Each line below is to be copied out exactly, and none may be omitted.

> Region pointing data:
____
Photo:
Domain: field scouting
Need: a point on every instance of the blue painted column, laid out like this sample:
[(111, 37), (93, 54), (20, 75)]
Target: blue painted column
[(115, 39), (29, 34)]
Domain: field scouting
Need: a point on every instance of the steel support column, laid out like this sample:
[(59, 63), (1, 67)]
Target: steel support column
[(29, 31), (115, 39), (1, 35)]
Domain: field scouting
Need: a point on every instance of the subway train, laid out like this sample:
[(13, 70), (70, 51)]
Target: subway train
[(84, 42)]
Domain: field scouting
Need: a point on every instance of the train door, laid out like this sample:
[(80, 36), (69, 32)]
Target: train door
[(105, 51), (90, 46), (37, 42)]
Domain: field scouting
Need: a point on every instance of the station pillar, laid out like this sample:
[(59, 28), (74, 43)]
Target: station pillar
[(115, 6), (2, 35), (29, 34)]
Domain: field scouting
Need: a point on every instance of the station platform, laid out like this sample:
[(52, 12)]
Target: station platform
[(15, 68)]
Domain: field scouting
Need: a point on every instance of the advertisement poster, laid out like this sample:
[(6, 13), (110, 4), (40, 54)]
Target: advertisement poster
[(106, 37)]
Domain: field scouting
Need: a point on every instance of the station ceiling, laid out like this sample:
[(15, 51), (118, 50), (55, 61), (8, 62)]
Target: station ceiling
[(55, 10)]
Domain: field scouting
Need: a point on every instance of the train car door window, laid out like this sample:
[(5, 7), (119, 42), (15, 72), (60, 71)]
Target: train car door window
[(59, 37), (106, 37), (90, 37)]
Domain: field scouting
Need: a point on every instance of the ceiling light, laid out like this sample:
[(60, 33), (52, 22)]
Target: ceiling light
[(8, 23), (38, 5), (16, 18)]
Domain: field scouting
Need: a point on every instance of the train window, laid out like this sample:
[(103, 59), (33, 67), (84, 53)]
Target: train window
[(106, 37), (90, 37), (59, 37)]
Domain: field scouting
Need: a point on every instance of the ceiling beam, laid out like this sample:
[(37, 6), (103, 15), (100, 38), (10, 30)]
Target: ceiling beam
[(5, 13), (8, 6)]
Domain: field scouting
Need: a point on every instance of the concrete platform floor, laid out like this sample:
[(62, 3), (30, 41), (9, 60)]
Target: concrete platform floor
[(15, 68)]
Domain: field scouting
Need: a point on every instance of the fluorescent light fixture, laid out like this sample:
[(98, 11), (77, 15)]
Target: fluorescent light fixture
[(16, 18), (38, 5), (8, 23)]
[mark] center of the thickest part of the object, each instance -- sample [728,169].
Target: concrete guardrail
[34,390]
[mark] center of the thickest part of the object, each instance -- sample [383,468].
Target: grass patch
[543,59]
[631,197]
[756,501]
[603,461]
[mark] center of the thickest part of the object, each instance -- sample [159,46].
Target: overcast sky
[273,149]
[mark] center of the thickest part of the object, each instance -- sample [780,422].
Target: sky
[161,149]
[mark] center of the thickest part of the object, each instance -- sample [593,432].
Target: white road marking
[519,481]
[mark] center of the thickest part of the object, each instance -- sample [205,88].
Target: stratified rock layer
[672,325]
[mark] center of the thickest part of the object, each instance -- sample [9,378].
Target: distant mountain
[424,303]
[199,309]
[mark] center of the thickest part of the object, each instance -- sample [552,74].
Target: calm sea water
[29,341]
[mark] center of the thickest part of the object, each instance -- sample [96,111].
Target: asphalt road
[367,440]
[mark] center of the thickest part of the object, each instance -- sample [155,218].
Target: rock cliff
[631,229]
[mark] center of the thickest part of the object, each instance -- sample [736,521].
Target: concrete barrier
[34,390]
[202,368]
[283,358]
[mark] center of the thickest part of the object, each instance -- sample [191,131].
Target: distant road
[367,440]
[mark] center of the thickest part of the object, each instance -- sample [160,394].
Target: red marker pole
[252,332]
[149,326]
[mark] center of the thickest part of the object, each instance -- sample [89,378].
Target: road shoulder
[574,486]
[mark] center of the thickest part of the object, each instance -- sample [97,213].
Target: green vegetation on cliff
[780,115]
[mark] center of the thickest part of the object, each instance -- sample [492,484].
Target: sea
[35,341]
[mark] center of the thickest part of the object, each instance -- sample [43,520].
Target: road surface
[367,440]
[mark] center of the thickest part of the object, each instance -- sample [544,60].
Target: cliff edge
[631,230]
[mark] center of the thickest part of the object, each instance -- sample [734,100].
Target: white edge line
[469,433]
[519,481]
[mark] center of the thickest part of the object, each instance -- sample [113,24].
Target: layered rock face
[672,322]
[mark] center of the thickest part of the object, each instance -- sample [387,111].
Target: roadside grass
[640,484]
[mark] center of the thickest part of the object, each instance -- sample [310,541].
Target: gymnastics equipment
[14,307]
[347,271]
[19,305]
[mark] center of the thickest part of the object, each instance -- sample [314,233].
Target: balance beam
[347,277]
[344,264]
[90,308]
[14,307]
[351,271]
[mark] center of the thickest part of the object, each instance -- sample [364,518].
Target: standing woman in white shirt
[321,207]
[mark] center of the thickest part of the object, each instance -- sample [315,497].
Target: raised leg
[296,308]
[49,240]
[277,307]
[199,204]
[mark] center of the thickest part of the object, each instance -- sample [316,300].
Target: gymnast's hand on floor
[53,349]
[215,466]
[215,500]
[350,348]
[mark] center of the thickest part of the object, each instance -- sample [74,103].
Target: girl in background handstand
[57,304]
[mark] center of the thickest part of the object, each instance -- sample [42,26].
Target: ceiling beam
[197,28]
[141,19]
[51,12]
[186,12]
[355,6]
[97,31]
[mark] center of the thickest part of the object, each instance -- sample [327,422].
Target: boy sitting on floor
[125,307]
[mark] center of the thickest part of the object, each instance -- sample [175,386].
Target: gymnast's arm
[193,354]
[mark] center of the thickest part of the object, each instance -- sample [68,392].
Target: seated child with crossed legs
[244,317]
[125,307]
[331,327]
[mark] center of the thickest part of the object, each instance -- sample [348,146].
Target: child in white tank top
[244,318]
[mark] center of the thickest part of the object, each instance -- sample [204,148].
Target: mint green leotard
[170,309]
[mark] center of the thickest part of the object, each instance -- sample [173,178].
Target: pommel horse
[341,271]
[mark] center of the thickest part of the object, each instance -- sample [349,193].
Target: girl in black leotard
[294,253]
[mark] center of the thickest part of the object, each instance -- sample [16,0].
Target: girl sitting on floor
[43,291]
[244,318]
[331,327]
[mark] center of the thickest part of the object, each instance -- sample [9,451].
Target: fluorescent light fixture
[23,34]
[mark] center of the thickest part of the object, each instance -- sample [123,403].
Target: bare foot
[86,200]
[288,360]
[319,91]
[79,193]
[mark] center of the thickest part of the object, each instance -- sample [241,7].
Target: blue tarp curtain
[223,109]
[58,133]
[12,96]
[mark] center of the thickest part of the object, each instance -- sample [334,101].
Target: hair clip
____
> Exercise answer:
Photo:
Domain: field scouting
Need: a point on every instance of the blue painted column, laid out like this sample:
[(111, 37), (93, 54), (20, 75)]
Target: blue painted column
[(115, 39), (29, 34)]
Domain: field scouting
Need: a point on every instance of the steel support column, laid out like this sample:
[(59, 63), (1, 67)]
Target: steel support column
[(29, 31), (115, 39), (1, 35)]
Domain: field scouting
Need: a point on every instance of the subway train, laid out like this sample:
[(13, 70), (70, 51)]
Target: subway train
[(84, 42)]
Domain: field scouting
Need: a point on every instance of the train door, laid out like this sample:
[(80, 36), (69, 32)]
Target: train door
[(105, 51), (90, 46), (37, 42)]
Domain: field scouting
Need: a point on every instance of the station pillar, laid out like this sample:
[(59, 28), (74, 43)]
Target: station pillar
[(115, 6), (2, 35), (29, 34)]
Domain: field scouting
Need: a point on every instance of the station platform, laid out like this sample:
[(52, 12)]
Target: station platform
[(15, 68)]
Domain: field scouting
Need: a point on every instance of the advertisement poster, laid out like this sample:
[(6, 13), (110, 4), (40, 54)]
Target: advertisement poster
[(106, 37)]
Domain: field scouting
Need: a point on every instance of the station ceiling, laid out like this sample:
[(15, 51), (118, 50), (55, 61), (8, 62)]
Target: station ceiling
[(55, 10)]
Domain: field scouting
Need: a point on every instance of the train car door window, laid out like this sample:
[(5, 7), (119, 42), (15, 72), (60, 71)]
Target: train car door window
[(59, 37), (106, 37), (90, 37)]
Domain: field scouting
Need: a point on every instance of the ceiling light, laid out like this sample:
[(60, 33), (52, 22)]
Target: ceiling light
[(8, 23), (38, 5), (16, 18)]
Domain: field scouting
Need: a point on every instance of the train window, laid out like this sample:
[(103, 59), (33, 67), (84, 53)]
Target: train window
[(106, 37), (90, 37), (59, 37)]
Domain: field scouting
Need: a point on every instance of the ceiling beam, laid out like this sample:
[(37, 6), (103, 15), (100, 38), (10, 30)]
Target: ceiling beam
[(5, 13), (8, 6)]
Domain: field scouting
Need: a point on every instance of the concrete platform floor, laid out like this sample:
[(62, 3), (30, 41), (9, 60)]
Target: concrete platform floor
[(15, 68)]
Domain: field scouting
Need: a point on every instance of the fluorescent light fixture, laid out like this sample:
[(98, 11), (77, 15)]
Target: fluorescent light fixture
[(16, 18), (38, 5), (8, 23)]
[mark] center of the thickest part of the object, each instance -- sample [728,169].
Target: concrete guardrail
[34,390]
[mark] center of the thickest part of the object, each instance -- sample [383,468].
Target: grass patch
[543,59]
[631,197]
[756,501]
[603,461]
[mark] center of the thickest part of the object, each instance -- sample [159,46].
Target: overcast sky
[273,149]
[mark] center of the thickest part of the object, each instance -- sample [780,422].
Target: sky
[161,149]
[mark] center of the thickest part of the object, each instance -- sample [593,432].
Target: white road marking
[519,481]
[mark] center of the thickest part of the object, each instance -- sample [205,88].
Target: stratified rock layer
[672,325]
[mark] center of the thickest part of the object, each instance -- sample [9,378].
Target: distant mountain
[424,303]
[199,309]
[mark] center of the thickest part of the object, each instance -- sample [552,74].
Target: calm sea water
[29,341]
[mark] center of the thickest part of the object, each instance -- sample [96,111].
Target: asphalt road
[367,440]
[mark] center of the thickest part of the object, each instance -- sample [155,218].
Target: rock cliff
[631,229]
[mark] center of the thickest part of the object, each instance -- sample [736,521].
Target: concrete barrier
[34,390]
[202,368]
[283,358]
[mark] center of the thickest part of the object, each instance -- sample [191,131].
Target: distant road
[367,440]
[mark] center of the thickest part of the object, each instance -- sample [160,394].
Target: red marker pole
[252,332]
[149,326]
[mark] center of the thickest part of the object, each instance -- sample [89,378].
Target: road shoulder
[574,486]
[mark] center of the thickest part of the object, each instance -- sample [97,213].
Target: green vegetation on cliff
[780,115]
[mark] center of the thickest part of the object, each instance -- sample [492,484].
Target: sea
[35,341]
[mark] center of the thickest part of the object, each instance -- sample [43,520].
Target: road surface
[367,440]
[mark] center of the thickest part of the object, each instance -- sample [544,60].
Target: cliff edge
[631,230]
[mark] center of the thickest part of the object, each instance -- sample [734,100].
Target: white edge line
[469,433]
[519,481]
[mark] center of the thickest part of the object, each instance -- sample [113,24].
Target: layered rock face
[672,322]
[mark] center of the thickest part of the object, each instance -- sample [387,111].
Target: roadside grass
[640,484]
[mark] center of the thickest part of the object, each instance -- sample [310,541].
Target: gymnastics equipment
[14,307]
[347,271]
[19,305]
[mark] center of the thickest part of the object, each instance -- sample [314,233].
Target: balance beam
[347,277]
[344,264]
[90,308]
[14,307]
[351,271]
[mark] center of the thickest part of the object, each instance -- sample [364,518].
Target: standing woman in white shirt
[321,207]
[mark] center of the thickest part of the object, each instance -- sample [315,497].
Target: raised leg
[296,308]
[49,240]
[277,307]
[199,204]
[mark] center of the thickest part of the object, each instance -- sample [316,300].
Target: gymnast's hand on floor
[53,349]
[215,466]
[215,500]
[350,348]
[mark] center of the thickest part of the object, each instance -- sample [74,103].
Target: girl in background handstand
[57,304]
[mark] center of the thickest part of the object, each instance -- sample [42,26].
Target: ceiling beam
[197,28]
[141,19]
[51,12]
[186,12]
[355,6]
[97,31]
[mark] center of the thickest part of the object, each instance -- sample [327,422].
Target: boy sitting on floor
[125,307]
[mark] center of the thickest part of the object, each instance -- sample [175,386].
Target: gymnast's arm
[193,354]
[mark] center of the thickest part of the object, each instance -- sample [68,392].
Target: seated child with crossed legs
[244,317]
[125,307]
[331,327]
[mark] center of the thickest part of the object, each instance -- sample [348,146].
Target: child in white tank top
[244,318]
[mark] center of the thickest part of the object, each instance -- sample [204,148].
Target: mint green leotard
[170,309]
[mark] center of the thickest part of the object, each instance -- sample [173,178].
Target: pommel horse
[341,271]
[mark] center of the thickest part of the object, each instance -- sample [349,193].
Target: girl in black leotard
[294,253]
[mark] center of the thickest part of the object, each instance -- sample [16,0].
Target: girl sitting on floor
[43,291]
[244,318]
[331,327]
[mark] center of the thickest part of the object, each instance -- sample [9,451].
Target: fluorescent light fixture
[23,34]
[mark] center of the thickest part of the object, each instance -- sample [123,403].
Target: bare foot
[86,200]
[288,360]
[319,91]
[79,193]
[mark] center of the thickest part of the object, each instance -- sample [241,7].
Target: blue tarp curtain
[223,109]
[58,133]
[12,96]
[mark] center of the thickest part of the object, each instance -- sample [334,101].
Target: hair clip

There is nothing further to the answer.